Le féminisme de François, la clé pour comprendre son voyage au Canada
Pape François
Traduction d’un article publié dans le magazine Omnes, le 8 septembre 2022
Auteur : Fernando Emilio Mignone
En répondant aux journalistes durant le vol de nuit d'Iqaluit à Rome le 29 juillet, le pape a partagé certaines pistes pour comprendre la thématique de ses discours prononcés au Canada. Ce voyage au Canada, a-t-il expliqué, était intimement lié à la figure de sainte Anne et à la façon dont la foi se transmet par la langue vernaculaire, soit maternelle, cet élément féminin tout comme l'Église est à la fois Mère et Épouse.
Il a dit : « J'ai parlé des vieilles femmes, des mères et des femmes en général. J'ai souligné que la foi est transmise « dans la langue maternelle, la langue vernaculaire, la langue des grands-mères... Cela est très important : le rôle que joue la femme dans la transmission de la foi et dans le développement de la foi. La mère ou la grand-mère sont celles qui apprennent aux jeunes à prier, qui expliquent les premières choses que l'enfant comprendra sur la foi... l'Église est femme. Je voulais exprimer cela clairement en pensant à sainte Anne ». Il a ajouté une référence biblique, du Deuxième Livre des Martyrs d’Israël, « où il est dit que la mère a encouragé chacun de ses fils ‘dans la langue de leurs pères’ à accepter le martyre.

—————

_Travail à faire:_
1. Dans l'extrait sur le voyage du pape au Canada, relevez toutes les expressions par lesquelles le pape désigne, dans la phrase commençant par « J'ai souligné que la foi est transmise », la langue dans laquelle la foi est transmise.
2. Rédigez la suite de l'extrait sur le voyage du pape François au Canada, à partir de la phrase qui se termine par « accepter le martyre ».
Les enregistrements ci-dessous ne sont pas nécessaires.

—————

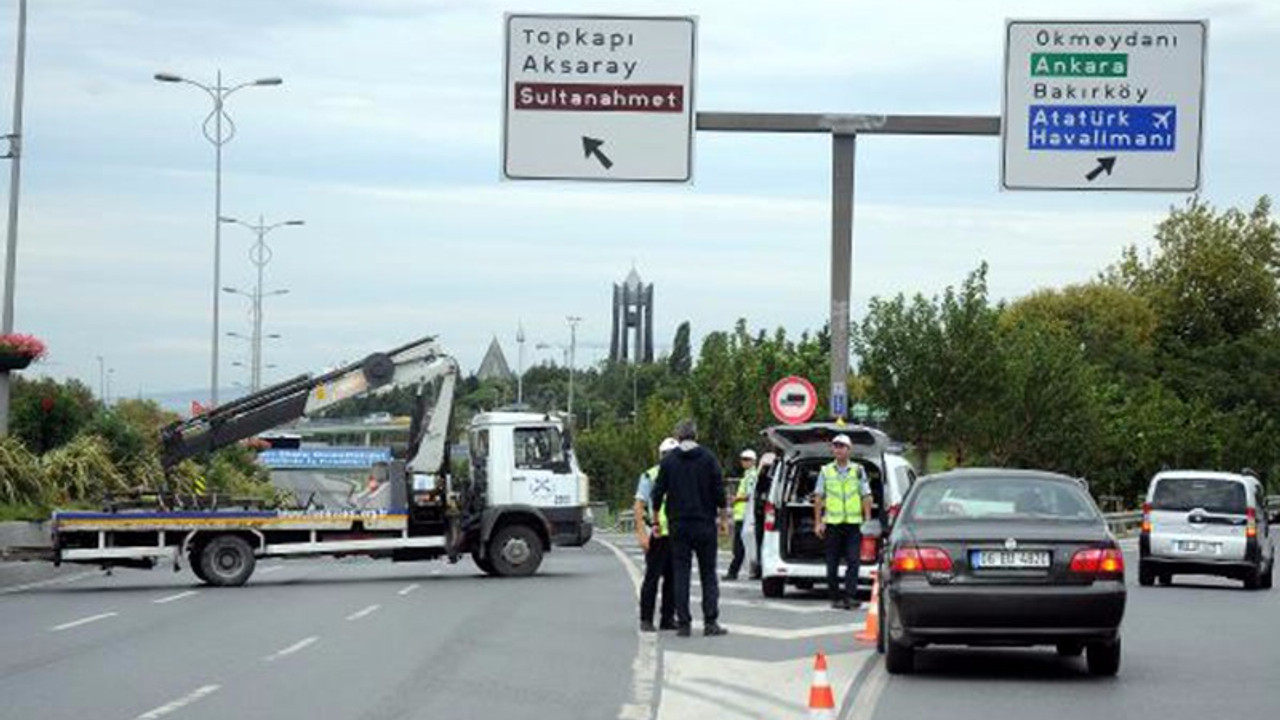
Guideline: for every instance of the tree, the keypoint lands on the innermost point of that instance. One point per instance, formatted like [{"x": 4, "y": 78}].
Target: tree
[{"x": 681, "y": 359}]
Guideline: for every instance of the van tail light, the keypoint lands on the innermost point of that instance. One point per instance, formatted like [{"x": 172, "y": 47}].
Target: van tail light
[
  {"x": 868, "y": 551},
  {"x": 908, "y": 560},
  {"x": 1102, "y": 563}
]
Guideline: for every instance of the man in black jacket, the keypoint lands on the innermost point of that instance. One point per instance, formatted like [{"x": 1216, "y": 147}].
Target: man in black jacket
[{"x": 691, "y": 488}]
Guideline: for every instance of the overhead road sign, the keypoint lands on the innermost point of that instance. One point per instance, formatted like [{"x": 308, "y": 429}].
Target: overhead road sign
[
  {"x": 599, "y": 98},
  {"x": 1104, "y": 105}
]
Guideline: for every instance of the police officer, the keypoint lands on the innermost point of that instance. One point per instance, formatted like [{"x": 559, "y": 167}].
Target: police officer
[
  {"x": 653, "y": 536},
  {"x": 743, "y": 501},
  {"x": 841, "y": 504}
]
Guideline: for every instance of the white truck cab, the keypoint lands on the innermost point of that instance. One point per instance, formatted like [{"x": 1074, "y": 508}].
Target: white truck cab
[{"x": 526, "y": 459}]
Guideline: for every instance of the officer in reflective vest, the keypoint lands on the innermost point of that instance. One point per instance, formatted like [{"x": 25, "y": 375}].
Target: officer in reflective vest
[
  {"x": 658, "y": 563},
  {"x": 841, "y": 504},
  {"x": 741, "y": 504}
]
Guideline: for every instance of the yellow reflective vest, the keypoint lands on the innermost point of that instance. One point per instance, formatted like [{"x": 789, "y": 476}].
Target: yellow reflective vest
[
  {"x": 842, "y": 495},
  {"x": 662, "y": 515},
  {"x": 743, "y": 499}
]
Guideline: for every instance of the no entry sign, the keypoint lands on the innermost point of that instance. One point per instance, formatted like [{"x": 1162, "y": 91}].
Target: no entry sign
[{"x": 792, "y": 400}]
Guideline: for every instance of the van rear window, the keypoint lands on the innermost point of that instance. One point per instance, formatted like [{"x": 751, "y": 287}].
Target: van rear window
[{"x": 1188, "y": 493}]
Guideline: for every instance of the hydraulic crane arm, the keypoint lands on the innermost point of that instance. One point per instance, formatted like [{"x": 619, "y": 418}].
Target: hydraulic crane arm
[{"x": 420, "y": 363}]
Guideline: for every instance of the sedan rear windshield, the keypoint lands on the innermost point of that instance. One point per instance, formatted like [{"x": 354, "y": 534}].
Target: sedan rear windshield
[
  {"x": 995, "y": 499},
  {"x": 1183, "y": 495}
]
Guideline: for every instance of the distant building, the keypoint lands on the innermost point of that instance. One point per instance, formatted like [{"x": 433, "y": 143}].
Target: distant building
[
  {"x": 494, "y": 365},
  {"x": 632, "y": 320}
]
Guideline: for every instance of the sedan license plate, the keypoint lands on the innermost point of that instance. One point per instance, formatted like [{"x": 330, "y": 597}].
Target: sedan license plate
[{"x": 1010, "y": 559}]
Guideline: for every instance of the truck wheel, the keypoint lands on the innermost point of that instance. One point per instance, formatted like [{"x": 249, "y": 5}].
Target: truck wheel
[
  {"x": 227, "y": 561},
  {"x": 515, "y": 551},
  {"x": 773, "y": 587},
  {"x": 483, "y": 564}
]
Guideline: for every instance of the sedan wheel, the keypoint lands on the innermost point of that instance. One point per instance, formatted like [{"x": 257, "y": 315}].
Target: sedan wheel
[{"x": 1104, "y": 659}]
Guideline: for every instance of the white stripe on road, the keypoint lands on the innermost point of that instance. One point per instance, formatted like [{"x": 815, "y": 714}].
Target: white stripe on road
[
  {"x": 364, "y": 613},
  {"x": 801, "y": 633},
  {"x": 178, "y": 703},
  {"x": 644, "y": 666},
  {"x": 46, "y": 583},
  {"x": 82, "y": 621},
  {"x": 174, "y": 597},
  {"x": 292, "y": 648}
]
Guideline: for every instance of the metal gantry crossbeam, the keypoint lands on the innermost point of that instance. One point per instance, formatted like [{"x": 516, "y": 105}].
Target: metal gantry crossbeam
[{"x": 844, "y": 128}]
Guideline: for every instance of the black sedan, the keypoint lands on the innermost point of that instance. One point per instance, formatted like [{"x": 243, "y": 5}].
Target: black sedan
[{"x": 1001, "y": 559}]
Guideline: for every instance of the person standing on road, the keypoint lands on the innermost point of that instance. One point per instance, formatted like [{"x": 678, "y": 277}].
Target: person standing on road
[
  {"x": 841, "y": 504},
  {"x": 743, "y": 501},
  {"x": 652, "y": 531},
  {"x": 690, "y": 490}
]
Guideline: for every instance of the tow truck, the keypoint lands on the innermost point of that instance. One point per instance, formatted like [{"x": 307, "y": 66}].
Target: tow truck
[{"x": 525, "y": 493}]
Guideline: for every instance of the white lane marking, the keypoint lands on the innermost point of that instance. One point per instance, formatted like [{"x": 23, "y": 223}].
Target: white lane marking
[
  {"x": 364, "y": 613},
  {"x": 292, "y": 648},
  {"x": 174, "y": 597},
  {"x": 46, "y": 583},
  {"x": 82, "y": 621},
  {"x": 800, "y": 633},
  {"x": 868, "y": 696},
  {"x": 644, "y": 668},
  {"x": 178, "y": 703}
]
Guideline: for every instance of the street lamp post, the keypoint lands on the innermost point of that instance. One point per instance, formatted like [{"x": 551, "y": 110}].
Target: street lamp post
[
  {"x": 572, "y": 356},
  {"x": 260, "y": 254},
  {"x": 14, "y": 155},
  {"x": 220, "y": 135}
]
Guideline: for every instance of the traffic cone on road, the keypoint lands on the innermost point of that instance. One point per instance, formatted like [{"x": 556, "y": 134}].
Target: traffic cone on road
[
  {"x": 822, "y": 701},
  {"x": 871, "y": 632}
]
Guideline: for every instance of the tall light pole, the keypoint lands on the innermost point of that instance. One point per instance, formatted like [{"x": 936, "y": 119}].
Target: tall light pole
[
  {"x": 260, "y": 254},
  {"x": 256, "y": 333},
  {"x": 520, "y": 365},
  {"x": 572, "y": 356},
  {"x": 14, "y": 183},
  {"x": 218, "y": 132}
]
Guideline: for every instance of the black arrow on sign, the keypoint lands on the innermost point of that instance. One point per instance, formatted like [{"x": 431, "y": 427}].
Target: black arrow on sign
[
  {"x": 592, "y": 146},
  {"x": 1104, "y": 164}
]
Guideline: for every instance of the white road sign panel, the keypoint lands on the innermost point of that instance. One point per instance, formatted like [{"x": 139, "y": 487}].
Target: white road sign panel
[
  {"x": 599, "y": 98},
  {"x": 1104, "y": 105}
]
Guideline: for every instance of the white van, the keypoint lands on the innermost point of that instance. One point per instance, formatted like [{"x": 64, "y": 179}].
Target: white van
[
  {"x": 790, "y": 552},
  {"x": 1206, "y": 523}
]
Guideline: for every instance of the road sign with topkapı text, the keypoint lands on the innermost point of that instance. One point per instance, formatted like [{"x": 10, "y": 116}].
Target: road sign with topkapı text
[
  {"x": 599, "y": 98},
  {"x": 1104, "y": 105}
]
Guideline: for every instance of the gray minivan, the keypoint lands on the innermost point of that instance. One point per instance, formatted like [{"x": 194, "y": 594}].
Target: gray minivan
[{"x": 1206, "y": 523}]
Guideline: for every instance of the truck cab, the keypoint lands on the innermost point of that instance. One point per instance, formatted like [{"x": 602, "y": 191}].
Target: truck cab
[{"x": 525, "y": 463}]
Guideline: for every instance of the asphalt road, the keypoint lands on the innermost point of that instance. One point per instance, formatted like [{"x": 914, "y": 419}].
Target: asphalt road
[
  {"x": 1200, "y": 648},
  {"x": 323, "y": 638}
]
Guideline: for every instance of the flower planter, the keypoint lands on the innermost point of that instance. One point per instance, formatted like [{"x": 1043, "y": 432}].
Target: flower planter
[{"x": 14, "y": 361}]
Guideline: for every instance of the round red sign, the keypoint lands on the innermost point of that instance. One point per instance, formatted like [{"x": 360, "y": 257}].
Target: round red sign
[{"x": 792, "y": 400}]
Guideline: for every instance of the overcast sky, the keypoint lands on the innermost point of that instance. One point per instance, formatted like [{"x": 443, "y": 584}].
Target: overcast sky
[{"x": 385, "y": 140}]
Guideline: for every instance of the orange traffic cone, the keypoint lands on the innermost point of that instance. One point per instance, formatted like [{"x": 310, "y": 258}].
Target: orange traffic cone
[
  {"x": 871, "y": 632},
  {"x": 822, "y": 701}
]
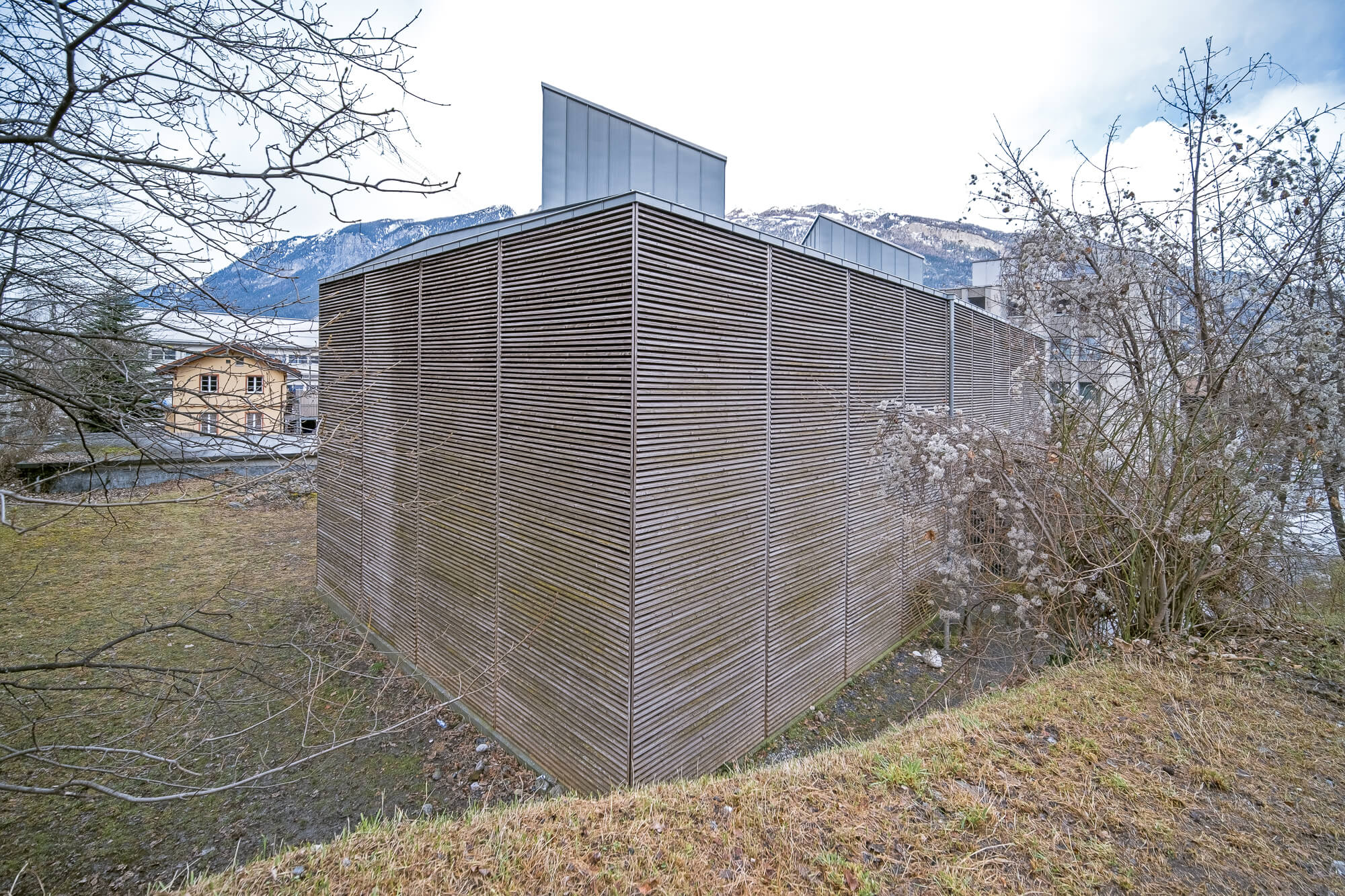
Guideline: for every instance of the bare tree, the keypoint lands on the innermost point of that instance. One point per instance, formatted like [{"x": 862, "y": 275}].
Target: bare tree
[
  {"x": 145, "y": 145},
  {"x": 1194, "y": 376},
  {"x": 142, "y": 146}
]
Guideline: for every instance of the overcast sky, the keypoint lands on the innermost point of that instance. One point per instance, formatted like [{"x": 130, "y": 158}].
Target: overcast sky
[{"x": 882, "y": 106}]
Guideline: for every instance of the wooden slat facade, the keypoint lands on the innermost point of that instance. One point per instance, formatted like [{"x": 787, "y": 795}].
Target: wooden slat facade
[{"x": 611, "y": 479}]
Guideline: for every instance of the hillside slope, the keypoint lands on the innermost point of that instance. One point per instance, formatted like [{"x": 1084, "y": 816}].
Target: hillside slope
[
  {"x": 949, "y": 247},
  {"x": 1132, "y": 772},
  {"x": 251, "y": 286}
]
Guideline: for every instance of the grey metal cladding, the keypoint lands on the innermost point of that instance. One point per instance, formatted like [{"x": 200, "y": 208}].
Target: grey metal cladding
[
  {"x": 553, "y": 150},
  {"x": 712, "y": 186},
  {"x": 576, "y": 153},
  {"x": 590, "y": 153},
  {"x": 864, "y": 249}
]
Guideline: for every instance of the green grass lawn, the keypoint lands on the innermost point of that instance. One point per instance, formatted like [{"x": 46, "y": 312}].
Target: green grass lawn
[{"x": 89, "y": 577}]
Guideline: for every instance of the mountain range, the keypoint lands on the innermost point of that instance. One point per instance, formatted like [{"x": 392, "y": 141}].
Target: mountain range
[{"x": 949, "y": 249}]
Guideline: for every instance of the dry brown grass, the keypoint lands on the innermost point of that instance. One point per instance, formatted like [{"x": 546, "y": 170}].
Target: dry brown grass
[{"x": 1121, "y": 774}]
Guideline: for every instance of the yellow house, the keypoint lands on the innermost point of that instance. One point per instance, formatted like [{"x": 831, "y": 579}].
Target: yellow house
[{"x": 228, "y": 389}]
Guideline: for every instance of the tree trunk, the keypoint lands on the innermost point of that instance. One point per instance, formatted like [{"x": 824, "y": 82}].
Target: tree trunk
[{"x": 1334, "y": 502}]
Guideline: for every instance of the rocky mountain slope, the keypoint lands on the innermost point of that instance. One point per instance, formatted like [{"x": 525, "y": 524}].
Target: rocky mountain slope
[
  {"x": 949, "y": 249},
  {"x": 251, "y": 287}
]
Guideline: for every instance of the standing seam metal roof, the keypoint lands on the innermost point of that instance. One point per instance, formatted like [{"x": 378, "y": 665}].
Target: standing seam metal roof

—————

_Réponses par tâche:_
1. la langue maternelle, la langue vernaculaire, la langue des grands-mères

2.
Les grands-parents
En fait, le 26 juillet, François a parlé de la transmission de la culture et de la foi dans l’homélie qu’il a prononcé devant des milliers de familles dans un stade d'Edmonton : « Nous sommes ici grâce à nos parents, mais aussi grâce à nos grands parents... Souvent, ce sont eux qui nous ont aimés pour qui nous sommes, sans rien attendre en retour; ils nous ont pris par la main quand nous avions peur, nous ont rassurés, encouragés quand nous avons dû prendre des décisions de vie. Grâce à eux, nous avons reçu la caresse d'une partie de leur histoire.
Beaucoup d'entre nous avons respiré chez nous le parfum de l'Évangile, la force d'une foi qui garde la saveur de la maison. Grâce à eux, nous avons également découvert une foi familiale, simple; oui, c'est vrai, car c'est ainsi que la foi se transmet « dans la langue maternelle », dans la langue vernaculaire, à travers l'affection et l'encouragement, la tendresse et la proximité.
C'est notre histoire dont nous nous devons de prendre soin, c’est l'histoire que nous héritons d'eux; parce que nous sommes des enfants et des petits-enfants. Les grands-parents nous ont marqué du sceau original de leur caractère, en nous donnant la dignité, la confiance en nous-mêmes et la confiance aux autres. Ils nous ont transmis quelque chose qui ne pourra jamais être effacé ».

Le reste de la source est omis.